### Stated problem
Reproduce the listing from the line containing "Q. Point out the ceiling fan blade" through the end of the listing, substituting "one point per occurrence" for "one point per instance" and leaving everything else unchanged.

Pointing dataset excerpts
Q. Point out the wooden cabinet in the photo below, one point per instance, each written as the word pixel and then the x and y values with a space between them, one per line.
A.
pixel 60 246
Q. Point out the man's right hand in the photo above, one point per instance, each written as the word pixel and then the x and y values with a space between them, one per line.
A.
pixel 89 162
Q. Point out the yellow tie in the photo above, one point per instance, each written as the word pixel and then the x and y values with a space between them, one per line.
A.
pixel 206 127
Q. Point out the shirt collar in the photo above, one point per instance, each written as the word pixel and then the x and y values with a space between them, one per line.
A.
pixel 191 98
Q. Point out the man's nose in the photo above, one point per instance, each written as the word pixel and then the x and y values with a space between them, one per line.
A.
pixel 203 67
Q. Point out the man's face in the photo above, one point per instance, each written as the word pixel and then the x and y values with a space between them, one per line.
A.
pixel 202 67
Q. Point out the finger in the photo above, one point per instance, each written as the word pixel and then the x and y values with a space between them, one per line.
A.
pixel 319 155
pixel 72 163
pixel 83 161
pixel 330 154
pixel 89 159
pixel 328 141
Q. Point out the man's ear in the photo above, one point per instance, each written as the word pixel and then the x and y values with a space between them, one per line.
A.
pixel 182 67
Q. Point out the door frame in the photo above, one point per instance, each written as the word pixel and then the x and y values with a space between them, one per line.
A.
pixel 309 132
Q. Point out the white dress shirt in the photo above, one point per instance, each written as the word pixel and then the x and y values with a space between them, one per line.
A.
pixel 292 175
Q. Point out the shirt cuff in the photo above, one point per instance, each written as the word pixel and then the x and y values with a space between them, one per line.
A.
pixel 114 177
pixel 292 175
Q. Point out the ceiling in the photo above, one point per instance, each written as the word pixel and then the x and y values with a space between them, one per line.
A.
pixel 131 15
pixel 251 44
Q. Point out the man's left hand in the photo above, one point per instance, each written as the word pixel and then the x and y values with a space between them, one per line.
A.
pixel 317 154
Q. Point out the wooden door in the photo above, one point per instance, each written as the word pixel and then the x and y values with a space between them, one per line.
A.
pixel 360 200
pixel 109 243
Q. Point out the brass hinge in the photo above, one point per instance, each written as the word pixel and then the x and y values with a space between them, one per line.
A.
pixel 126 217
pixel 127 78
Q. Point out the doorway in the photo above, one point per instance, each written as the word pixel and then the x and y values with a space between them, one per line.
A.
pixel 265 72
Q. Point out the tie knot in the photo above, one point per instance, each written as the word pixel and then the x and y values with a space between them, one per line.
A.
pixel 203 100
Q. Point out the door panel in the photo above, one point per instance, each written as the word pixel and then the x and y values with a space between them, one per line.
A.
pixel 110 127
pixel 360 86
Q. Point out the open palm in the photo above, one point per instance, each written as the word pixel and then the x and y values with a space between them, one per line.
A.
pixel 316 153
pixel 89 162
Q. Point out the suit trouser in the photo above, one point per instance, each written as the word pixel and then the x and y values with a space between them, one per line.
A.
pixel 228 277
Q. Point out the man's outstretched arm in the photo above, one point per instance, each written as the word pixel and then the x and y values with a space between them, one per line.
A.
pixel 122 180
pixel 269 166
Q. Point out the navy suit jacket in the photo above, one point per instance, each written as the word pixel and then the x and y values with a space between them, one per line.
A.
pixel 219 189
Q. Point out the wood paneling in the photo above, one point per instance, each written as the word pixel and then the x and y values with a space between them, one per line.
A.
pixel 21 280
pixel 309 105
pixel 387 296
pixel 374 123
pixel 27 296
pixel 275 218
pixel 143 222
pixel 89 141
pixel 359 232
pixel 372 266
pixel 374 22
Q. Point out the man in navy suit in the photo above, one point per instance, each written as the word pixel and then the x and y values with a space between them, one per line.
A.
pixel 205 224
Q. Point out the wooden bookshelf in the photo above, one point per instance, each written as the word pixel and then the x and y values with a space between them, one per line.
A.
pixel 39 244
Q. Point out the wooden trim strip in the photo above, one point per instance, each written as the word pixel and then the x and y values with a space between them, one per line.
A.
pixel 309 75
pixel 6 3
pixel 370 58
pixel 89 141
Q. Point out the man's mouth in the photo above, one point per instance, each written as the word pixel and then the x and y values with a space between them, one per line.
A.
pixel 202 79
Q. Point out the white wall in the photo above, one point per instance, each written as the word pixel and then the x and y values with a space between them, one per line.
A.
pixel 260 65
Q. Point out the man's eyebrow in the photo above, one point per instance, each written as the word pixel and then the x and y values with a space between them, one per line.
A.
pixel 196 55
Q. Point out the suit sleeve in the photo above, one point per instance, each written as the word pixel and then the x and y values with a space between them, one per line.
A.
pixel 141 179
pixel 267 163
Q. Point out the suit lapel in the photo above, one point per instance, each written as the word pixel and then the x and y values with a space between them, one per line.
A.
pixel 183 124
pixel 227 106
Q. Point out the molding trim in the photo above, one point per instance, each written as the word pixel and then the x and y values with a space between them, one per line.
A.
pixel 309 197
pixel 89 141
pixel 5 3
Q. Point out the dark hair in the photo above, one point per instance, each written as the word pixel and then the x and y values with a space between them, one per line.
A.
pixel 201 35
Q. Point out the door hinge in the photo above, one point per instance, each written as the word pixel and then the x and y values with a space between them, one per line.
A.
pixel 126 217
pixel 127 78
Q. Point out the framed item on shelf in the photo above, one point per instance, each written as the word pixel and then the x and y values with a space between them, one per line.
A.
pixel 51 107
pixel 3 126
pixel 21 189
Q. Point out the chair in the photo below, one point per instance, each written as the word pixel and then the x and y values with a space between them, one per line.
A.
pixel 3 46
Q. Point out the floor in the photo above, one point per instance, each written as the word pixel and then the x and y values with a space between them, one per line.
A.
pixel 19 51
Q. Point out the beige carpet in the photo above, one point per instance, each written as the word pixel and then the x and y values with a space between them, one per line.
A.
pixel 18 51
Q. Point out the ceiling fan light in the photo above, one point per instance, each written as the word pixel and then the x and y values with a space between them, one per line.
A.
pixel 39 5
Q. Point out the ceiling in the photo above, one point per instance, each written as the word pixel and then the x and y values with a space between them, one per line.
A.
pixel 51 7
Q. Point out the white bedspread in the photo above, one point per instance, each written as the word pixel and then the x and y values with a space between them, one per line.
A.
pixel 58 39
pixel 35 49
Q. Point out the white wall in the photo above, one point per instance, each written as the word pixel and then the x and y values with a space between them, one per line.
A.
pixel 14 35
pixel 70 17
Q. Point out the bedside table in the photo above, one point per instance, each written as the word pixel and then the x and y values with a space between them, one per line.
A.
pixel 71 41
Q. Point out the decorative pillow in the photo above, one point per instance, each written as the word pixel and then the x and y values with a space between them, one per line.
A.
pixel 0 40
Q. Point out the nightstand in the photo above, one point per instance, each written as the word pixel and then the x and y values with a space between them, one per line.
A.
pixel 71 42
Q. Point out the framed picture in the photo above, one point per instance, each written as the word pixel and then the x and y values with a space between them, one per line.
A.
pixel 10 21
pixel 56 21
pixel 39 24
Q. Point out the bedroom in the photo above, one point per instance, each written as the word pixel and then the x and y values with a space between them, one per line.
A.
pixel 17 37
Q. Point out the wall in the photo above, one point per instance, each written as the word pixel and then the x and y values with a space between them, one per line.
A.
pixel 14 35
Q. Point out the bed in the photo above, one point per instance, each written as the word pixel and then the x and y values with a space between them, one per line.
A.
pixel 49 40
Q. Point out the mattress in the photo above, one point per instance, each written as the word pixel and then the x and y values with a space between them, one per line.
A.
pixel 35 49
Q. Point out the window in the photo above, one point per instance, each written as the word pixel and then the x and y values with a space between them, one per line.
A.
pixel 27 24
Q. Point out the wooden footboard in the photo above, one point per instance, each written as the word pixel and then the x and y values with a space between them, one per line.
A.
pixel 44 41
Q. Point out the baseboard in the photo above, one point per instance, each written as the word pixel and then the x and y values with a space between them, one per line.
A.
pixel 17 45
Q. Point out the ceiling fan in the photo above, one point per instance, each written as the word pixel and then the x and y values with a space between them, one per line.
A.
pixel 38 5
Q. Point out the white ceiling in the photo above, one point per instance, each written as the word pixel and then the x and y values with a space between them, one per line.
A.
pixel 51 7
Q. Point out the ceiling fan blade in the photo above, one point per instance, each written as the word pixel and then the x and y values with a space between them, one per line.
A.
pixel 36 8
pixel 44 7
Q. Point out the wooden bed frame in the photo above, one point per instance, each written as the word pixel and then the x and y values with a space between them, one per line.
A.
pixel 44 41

### Exercise response
Q. Point out the ceiling fan blade in the photo above, one point per occurrence, each written as the word pixel and then the x and y values with a space between them, one per line.
A.
pixel 36 8
pixel 44 7
Q. Point out the wooden bed frame in the photo above, one point per occurrence, each written as the word pixel and then the x and y values with a space between them, one per line.
A.
pixel 44 41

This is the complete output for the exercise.